## WORK TO COMPLETE
Show every line of the rows below that contains the word "yellow", and treat case as significant.

## WORKING DATA
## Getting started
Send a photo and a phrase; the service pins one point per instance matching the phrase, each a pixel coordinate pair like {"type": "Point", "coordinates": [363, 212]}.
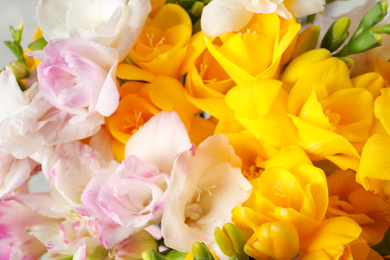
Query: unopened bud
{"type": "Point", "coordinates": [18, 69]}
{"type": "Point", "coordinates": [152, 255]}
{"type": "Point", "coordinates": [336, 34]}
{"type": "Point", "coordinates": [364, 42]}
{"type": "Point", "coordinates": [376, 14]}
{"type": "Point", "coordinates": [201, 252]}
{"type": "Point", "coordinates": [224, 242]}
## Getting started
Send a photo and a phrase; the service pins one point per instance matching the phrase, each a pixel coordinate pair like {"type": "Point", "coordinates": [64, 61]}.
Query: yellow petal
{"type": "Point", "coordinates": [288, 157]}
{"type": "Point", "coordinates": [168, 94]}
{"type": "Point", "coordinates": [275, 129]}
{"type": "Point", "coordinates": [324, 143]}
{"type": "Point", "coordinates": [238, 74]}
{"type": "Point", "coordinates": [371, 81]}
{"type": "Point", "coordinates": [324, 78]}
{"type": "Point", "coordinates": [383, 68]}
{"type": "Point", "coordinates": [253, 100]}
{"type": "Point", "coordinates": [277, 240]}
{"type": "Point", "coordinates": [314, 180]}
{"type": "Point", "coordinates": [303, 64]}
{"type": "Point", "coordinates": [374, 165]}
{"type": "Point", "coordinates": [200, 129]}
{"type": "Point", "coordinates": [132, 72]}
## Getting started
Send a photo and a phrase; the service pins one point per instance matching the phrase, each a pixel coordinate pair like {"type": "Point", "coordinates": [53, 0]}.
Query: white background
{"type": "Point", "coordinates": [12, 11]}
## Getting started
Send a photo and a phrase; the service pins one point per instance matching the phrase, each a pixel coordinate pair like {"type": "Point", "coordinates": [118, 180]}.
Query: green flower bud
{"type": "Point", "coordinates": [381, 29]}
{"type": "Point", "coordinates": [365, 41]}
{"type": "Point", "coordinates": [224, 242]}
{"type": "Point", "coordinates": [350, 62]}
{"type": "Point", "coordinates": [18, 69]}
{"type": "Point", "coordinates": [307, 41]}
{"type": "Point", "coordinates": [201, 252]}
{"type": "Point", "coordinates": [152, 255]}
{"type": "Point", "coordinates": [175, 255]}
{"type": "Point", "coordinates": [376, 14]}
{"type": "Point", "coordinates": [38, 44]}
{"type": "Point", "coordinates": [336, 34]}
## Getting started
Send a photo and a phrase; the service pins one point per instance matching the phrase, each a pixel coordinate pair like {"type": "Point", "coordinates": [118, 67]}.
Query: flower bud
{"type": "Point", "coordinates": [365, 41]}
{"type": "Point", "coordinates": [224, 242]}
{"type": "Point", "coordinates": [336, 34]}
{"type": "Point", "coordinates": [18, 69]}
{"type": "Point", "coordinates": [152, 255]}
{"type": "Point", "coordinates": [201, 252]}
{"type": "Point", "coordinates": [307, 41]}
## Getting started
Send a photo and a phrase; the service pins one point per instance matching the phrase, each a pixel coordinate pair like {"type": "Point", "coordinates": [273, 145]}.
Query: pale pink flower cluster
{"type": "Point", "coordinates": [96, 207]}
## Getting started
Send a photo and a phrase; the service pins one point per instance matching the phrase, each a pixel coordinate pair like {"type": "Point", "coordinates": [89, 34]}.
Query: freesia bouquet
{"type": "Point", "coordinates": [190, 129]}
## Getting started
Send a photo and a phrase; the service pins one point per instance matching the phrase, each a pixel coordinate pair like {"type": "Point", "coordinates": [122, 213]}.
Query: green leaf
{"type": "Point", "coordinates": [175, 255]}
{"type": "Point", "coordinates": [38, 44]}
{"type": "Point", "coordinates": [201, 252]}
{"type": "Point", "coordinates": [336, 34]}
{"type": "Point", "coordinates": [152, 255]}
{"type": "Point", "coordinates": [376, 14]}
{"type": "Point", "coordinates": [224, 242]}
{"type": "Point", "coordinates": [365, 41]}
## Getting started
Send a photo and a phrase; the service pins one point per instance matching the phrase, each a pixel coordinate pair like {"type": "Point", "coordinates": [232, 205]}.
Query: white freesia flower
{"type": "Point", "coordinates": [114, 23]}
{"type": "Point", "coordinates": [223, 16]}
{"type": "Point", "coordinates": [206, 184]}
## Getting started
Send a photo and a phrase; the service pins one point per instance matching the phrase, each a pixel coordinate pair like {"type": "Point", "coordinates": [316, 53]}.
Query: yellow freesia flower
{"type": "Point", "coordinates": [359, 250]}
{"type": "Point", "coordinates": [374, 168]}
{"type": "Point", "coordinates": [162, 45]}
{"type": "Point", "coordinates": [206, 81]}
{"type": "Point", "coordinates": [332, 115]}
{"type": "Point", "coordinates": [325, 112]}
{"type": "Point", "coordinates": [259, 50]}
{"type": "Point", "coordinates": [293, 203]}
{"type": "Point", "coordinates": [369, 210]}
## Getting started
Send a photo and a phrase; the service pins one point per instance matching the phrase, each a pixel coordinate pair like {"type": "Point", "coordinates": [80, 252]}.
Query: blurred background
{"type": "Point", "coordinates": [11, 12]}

--

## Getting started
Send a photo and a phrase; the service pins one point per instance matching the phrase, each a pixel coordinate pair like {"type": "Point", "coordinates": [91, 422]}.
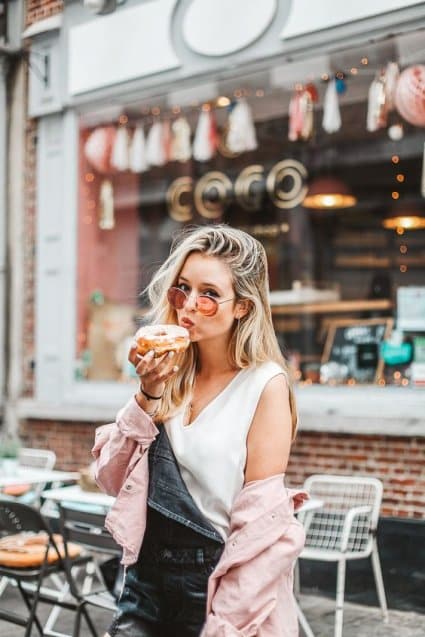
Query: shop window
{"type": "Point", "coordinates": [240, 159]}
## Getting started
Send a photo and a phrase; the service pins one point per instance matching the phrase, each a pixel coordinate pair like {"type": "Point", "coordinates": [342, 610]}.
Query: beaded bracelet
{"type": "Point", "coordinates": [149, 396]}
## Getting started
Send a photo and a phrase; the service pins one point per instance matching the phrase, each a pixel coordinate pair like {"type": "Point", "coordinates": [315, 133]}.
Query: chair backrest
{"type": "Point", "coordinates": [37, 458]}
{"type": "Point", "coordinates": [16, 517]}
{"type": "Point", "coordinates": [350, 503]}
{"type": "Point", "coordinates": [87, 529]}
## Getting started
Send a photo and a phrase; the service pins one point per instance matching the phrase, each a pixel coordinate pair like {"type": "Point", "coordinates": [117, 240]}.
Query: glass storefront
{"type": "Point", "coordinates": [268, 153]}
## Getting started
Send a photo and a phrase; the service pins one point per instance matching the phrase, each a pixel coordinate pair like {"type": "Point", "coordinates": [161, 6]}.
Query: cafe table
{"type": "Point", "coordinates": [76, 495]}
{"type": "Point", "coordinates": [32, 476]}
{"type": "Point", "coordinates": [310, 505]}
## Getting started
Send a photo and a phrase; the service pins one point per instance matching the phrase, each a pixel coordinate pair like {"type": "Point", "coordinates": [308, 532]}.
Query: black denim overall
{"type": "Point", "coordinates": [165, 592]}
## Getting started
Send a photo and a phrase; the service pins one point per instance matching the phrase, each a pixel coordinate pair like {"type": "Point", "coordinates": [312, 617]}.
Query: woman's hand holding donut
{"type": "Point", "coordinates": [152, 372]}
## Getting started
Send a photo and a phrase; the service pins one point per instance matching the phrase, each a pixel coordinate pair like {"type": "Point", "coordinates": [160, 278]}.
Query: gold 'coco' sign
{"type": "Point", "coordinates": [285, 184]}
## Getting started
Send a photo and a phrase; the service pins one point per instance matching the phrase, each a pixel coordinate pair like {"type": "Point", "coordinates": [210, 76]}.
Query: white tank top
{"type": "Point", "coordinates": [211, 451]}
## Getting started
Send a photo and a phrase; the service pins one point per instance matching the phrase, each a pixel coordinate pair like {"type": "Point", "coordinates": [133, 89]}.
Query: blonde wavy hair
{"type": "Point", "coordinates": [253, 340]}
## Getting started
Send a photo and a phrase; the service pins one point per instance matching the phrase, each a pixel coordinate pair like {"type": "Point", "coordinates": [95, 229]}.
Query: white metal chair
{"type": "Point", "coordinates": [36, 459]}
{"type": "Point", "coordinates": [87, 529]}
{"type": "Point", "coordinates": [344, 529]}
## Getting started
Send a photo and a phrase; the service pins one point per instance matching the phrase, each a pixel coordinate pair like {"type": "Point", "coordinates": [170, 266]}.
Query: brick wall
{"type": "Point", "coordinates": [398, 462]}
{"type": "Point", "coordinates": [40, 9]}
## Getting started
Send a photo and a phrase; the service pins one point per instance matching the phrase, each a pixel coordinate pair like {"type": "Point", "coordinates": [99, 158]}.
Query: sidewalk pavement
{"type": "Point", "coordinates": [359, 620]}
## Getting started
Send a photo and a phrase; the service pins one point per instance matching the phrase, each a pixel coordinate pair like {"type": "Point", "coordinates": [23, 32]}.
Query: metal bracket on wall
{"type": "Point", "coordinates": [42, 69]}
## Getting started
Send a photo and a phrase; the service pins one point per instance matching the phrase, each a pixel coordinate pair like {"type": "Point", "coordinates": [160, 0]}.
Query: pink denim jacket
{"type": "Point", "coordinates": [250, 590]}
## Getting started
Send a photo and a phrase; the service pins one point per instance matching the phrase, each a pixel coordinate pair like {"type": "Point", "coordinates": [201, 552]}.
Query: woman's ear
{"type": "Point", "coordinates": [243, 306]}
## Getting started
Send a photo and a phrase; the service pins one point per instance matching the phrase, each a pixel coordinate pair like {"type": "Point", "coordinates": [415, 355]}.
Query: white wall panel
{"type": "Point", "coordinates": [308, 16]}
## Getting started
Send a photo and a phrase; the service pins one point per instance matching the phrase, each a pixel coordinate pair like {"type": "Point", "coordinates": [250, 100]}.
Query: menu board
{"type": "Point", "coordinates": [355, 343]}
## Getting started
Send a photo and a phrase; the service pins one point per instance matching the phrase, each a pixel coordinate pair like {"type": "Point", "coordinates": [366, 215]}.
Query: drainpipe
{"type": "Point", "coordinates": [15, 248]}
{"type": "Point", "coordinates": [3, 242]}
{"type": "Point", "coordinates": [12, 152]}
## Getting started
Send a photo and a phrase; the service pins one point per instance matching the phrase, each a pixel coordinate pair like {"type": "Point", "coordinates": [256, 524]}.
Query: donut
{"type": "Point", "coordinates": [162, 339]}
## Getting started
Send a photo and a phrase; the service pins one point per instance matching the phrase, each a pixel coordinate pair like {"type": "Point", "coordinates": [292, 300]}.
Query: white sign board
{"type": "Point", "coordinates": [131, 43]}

## EXERCISE RESULT
Query: yellow petal
Query: yellow freesia flower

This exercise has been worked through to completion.